Aim »
Please write out all the records below character for character, leaving the pictures out of your answer.

Annotation record excerpts
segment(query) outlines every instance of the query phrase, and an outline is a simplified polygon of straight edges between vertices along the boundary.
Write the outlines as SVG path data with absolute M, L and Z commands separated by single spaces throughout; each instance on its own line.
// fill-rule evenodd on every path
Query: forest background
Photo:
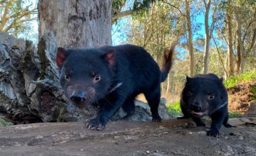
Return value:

Result below »
segment(query) outlines every instance of the query phrase, and an outline is a simplified polygon of straight edges between vertices along the boundary.
Write the outlines as SVG path data with absolute M, L and Z commands separated by single spaces throughout; each instance on its own line.
// fill-rule evenodd on every path
Query: forest background
Photo:
Return value:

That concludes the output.